Reading text>
[start]

= 2007 Zimbabwean political crisis =

A political crisis began in Zimbabwe on 11 March 2007 when opposition leader Morgan Tsvangirai was beaten and tortured after being arrested, prompting widespread domestic and international criticism.

==Timeline==
- 14 March: Two female officers were seriously injured in a fire-bomb attack on a police station in Harare; the government blamed the opposition Movement for Democratic Change (MDC). Similar attacks and other forms of protest took place in other parts of the country.
- 15 March: President Robert Mugabe made a statement about Western criticism of his regime: "When they criticise the government when it tries to prevent violence and punish perpetrators of that violence we take the position that they can go hang."
- 17 March: Four ranking members of the opposition were refused permission to leave the country, some of them seeking treatment for injuries inflicted in police custody. MP Nelson Chamisa said he was beaten at Harare Airport; doctors later reported that he had received a fractured skull.

[end]

Goal a>
Locate every line in the records that contains the string "window", and copy each of those lines.

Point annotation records
[start]

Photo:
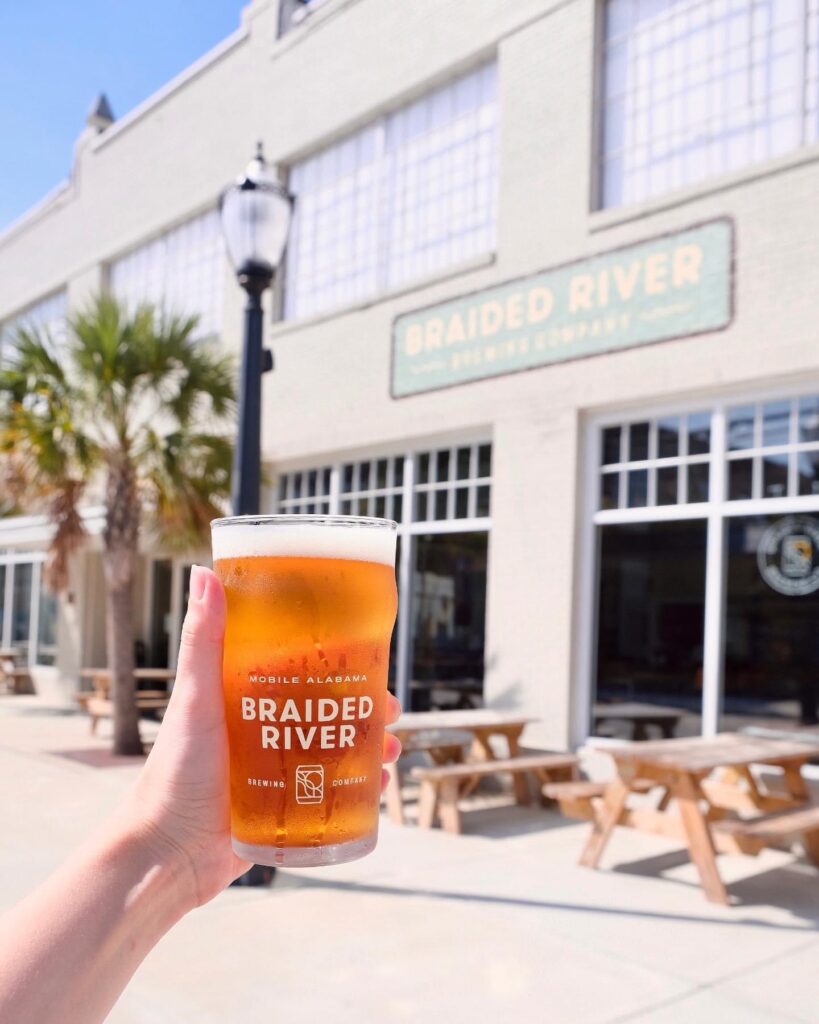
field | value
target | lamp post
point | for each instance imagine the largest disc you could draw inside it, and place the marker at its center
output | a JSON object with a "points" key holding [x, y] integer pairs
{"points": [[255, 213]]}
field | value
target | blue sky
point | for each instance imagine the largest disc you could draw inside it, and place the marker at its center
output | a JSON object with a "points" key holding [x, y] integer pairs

[end]
[start]

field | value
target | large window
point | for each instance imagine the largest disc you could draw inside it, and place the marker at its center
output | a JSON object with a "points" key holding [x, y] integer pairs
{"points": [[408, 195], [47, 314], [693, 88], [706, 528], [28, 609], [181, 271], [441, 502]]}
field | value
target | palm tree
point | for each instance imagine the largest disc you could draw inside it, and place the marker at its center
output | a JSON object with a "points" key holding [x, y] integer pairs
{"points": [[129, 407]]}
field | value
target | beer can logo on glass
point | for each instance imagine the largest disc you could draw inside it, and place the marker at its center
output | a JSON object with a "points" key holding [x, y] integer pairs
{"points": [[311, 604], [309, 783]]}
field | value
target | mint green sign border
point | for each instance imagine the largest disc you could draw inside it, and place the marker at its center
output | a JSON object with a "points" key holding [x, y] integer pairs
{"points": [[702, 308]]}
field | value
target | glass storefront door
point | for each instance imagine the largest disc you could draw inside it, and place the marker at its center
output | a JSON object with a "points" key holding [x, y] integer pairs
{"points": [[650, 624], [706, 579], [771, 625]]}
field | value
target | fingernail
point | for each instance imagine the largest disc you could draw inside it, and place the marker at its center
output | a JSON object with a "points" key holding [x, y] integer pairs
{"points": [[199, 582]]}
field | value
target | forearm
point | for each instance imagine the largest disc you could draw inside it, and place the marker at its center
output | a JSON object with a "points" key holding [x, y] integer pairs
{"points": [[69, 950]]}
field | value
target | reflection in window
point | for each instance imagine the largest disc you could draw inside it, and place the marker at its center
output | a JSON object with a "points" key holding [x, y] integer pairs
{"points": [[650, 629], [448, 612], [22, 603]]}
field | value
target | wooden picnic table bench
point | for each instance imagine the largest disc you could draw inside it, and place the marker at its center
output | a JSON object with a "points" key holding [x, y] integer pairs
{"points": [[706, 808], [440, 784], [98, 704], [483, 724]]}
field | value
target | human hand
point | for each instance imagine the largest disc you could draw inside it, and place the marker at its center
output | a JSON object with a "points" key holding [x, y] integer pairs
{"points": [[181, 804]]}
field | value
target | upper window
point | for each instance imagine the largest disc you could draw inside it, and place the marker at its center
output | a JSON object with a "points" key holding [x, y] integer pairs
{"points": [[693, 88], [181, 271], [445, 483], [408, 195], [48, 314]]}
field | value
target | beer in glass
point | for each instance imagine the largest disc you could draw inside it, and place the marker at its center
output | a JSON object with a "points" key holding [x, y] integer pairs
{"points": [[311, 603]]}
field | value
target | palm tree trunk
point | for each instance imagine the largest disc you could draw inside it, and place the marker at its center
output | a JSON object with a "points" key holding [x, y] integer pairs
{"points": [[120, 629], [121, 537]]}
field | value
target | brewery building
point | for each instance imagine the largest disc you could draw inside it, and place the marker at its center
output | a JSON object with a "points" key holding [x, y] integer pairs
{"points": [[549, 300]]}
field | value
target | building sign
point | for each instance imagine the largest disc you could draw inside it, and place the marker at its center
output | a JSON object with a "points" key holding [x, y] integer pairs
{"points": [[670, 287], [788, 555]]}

[end]
[start]

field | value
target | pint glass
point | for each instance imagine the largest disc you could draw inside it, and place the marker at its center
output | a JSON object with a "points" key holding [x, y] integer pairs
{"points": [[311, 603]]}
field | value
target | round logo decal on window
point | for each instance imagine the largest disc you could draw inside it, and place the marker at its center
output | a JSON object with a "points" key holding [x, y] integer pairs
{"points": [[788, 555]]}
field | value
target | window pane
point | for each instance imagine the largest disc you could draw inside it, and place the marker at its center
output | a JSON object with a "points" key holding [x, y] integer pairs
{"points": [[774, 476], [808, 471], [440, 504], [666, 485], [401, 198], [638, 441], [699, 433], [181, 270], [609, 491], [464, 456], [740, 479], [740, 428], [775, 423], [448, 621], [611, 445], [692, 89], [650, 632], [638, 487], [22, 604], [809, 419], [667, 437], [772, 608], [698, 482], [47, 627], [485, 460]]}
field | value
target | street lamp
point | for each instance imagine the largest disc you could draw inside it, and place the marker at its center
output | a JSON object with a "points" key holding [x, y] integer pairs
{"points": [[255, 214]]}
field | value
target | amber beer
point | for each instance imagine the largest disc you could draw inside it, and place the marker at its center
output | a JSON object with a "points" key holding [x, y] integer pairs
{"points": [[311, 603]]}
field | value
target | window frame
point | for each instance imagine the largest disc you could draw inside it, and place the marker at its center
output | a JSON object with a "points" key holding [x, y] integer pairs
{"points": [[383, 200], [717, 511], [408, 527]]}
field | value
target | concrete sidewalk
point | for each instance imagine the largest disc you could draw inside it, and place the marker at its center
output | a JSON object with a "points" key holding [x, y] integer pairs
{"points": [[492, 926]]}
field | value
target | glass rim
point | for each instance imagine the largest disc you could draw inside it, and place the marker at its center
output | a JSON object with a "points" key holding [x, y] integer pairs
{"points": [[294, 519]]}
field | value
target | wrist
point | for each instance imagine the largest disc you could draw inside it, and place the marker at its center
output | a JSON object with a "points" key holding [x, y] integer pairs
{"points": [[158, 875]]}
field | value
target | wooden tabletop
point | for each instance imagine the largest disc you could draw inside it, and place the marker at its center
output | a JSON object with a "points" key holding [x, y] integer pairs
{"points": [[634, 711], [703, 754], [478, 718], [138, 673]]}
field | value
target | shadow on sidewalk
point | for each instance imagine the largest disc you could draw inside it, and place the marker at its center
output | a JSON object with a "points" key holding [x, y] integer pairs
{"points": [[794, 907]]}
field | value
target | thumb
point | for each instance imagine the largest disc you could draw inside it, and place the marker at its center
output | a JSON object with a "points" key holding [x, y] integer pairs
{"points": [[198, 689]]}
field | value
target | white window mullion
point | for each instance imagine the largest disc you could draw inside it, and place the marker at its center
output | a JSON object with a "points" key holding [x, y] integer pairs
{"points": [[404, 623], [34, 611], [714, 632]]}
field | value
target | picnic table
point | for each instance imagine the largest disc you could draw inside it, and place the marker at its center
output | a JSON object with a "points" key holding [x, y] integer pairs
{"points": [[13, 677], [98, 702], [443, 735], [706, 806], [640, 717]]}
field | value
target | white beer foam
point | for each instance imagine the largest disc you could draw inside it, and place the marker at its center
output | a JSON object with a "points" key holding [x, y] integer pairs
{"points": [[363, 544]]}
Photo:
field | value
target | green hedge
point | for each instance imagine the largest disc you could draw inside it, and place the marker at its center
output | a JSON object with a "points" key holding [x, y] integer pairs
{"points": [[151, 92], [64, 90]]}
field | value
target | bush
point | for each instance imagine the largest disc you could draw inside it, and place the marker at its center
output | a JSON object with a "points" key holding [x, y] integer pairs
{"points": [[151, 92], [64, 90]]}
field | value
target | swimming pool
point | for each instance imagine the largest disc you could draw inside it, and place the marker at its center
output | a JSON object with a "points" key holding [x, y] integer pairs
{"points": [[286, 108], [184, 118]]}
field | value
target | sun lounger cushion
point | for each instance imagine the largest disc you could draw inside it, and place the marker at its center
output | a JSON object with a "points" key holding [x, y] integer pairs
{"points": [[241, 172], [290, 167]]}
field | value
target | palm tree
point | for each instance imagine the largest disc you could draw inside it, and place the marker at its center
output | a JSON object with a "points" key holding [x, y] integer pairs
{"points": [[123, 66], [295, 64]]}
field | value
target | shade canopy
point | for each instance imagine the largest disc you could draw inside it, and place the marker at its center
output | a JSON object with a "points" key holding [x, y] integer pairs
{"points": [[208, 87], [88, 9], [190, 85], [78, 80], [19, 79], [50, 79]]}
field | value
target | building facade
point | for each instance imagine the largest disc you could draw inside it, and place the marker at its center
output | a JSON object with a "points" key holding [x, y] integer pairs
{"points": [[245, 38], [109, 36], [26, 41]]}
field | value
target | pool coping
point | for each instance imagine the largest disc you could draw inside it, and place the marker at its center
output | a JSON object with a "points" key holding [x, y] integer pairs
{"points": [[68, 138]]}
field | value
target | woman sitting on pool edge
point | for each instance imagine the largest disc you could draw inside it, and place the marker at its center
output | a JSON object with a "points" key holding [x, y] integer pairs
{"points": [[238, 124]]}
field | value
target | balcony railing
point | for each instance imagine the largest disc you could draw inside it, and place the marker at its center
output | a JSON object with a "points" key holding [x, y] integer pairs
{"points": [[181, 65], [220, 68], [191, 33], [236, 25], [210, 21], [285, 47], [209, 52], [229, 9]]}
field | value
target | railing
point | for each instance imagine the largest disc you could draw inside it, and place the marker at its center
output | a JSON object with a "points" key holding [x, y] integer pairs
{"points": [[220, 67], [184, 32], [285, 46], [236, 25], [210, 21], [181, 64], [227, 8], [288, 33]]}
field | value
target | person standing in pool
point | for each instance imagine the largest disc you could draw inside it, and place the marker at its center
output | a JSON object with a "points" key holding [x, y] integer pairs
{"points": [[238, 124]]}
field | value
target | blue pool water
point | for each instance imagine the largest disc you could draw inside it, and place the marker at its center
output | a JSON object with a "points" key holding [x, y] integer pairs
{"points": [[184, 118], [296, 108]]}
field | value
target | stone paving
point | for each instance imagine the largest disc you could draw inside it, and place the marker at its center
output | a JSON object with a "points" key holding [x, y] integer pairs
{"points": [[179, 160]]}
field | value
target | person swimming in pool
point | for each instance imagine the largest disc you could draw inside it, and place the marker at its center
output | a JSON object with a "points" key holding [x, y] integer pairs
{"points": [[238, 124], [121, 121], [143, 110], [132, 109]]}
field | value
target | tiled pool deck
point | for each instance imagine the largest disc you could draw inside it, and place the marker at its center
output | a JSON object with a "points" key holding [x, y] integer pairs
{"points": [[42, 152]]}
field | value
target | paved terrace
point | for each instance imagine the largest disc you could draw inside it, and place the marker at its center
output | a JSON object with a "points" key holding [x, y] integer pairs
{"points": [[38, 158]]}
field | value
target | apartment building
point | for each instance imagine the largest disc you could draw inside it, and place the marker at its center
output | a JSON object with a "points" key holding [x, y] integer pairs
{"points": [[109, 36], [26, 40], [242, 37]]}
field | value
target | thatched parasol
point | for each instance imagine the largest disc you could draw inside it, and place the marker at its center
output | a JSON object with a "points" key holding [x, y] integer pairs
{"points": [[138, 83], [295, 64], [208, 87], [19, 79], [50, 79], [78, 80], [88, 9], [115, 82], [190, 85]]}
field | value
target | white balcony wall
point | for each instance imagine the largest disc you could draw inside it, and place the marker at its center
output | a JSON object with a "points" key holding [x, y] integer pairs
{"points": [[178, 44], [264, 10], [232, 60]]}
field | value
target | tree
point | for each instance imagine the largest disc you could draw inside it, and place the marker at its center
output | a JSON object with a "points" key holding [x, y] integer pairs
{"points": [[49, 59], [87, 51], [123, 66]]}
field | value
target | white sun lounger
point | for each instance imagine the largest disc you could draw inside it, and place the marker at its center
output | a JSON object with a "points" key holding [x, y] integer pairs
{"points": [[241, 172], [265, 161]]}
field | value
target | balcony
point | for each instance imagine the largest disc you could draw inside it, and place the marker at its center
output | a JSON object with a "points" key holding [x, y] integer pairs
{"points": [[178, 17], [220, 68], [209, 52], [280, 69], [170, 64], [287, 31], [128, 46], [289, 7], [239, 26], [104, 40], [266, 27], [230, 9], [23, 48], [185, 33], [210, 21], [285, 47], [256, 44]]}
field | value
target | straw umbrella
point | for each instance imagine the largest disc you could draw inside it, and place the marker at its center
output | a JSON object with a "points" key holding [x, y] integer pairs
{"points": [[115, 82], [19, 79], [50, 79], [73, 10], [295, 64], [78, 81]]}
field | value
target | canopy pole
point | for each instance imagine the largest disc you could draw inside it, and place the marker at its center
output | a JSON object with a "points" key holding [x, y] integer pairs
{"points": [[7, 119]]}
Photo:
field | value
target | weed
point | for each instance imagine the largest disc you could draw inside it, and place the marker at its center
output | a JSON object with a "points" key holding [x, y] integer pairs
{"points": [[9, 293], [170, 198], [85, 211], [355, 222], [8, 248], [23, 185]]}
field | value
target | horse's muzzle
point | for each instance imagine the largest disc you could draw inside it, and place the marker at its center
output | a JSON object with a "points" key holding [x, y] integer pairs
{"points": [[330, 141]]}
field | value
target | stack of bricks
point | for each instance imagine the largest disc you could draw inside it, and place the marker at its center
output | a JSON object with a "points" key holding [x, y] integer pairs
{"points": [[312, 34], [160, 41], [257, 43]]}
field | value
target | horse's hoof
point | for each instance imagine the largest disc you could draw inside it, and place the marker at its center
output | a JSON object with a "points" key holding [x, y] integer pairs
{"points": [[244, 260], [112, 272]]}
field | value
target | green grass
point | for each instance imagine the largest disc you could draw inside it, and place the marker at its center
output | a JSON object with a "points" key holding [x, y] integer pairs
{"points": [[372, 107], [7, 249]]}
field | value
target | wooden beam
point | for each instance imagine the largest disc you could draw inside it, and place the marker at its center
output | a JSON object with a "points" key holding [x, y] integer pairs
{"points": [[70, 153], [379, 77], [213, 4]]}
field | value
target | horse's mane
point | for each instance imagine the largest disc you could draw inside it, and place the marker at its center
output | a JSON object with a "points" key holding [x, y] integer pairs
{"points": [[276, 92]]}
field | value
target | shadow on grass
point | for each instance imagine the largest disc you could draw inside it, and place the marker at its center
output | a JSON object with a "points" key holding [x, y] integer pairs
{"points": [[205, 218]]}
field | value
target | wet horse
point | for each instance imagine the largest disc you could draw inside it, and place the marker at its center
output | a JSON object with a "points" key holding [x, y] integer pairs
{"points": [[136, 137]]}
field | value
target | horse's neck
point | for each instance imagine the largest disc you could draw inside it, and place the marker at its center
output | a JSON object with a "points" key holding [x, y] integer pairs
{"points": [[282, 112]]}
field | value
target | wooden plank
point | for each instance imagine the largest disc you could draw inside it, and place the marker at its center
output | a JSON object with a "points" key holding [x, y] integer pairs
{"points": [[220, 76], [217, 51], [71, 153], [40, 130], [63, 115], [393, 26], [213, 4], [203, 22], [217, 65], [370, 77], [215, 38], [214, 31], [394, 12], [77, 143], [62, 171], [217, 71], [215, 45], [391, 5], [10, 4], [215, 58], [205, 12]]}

[end]

Goal b>
Answer these questions from the article on the 2007 Zimbabwean political crisis:
(i) On what date did the crisis begin?
(ii) Whom did the government blame for the fire-bomb attack on the Harare police station?
(iii) What injury did doctors report Nelson Chamisa had received?

Task result a>
target | large window
target | reflection in window
target | upper window
target | round logo decal on window
target | window pane
target | window frame
target | white window mullion

Task result b>
(i) 11 March 2007
(ii) The opposition Movement for Democratic Change (MDC)
(iii) A fractured skull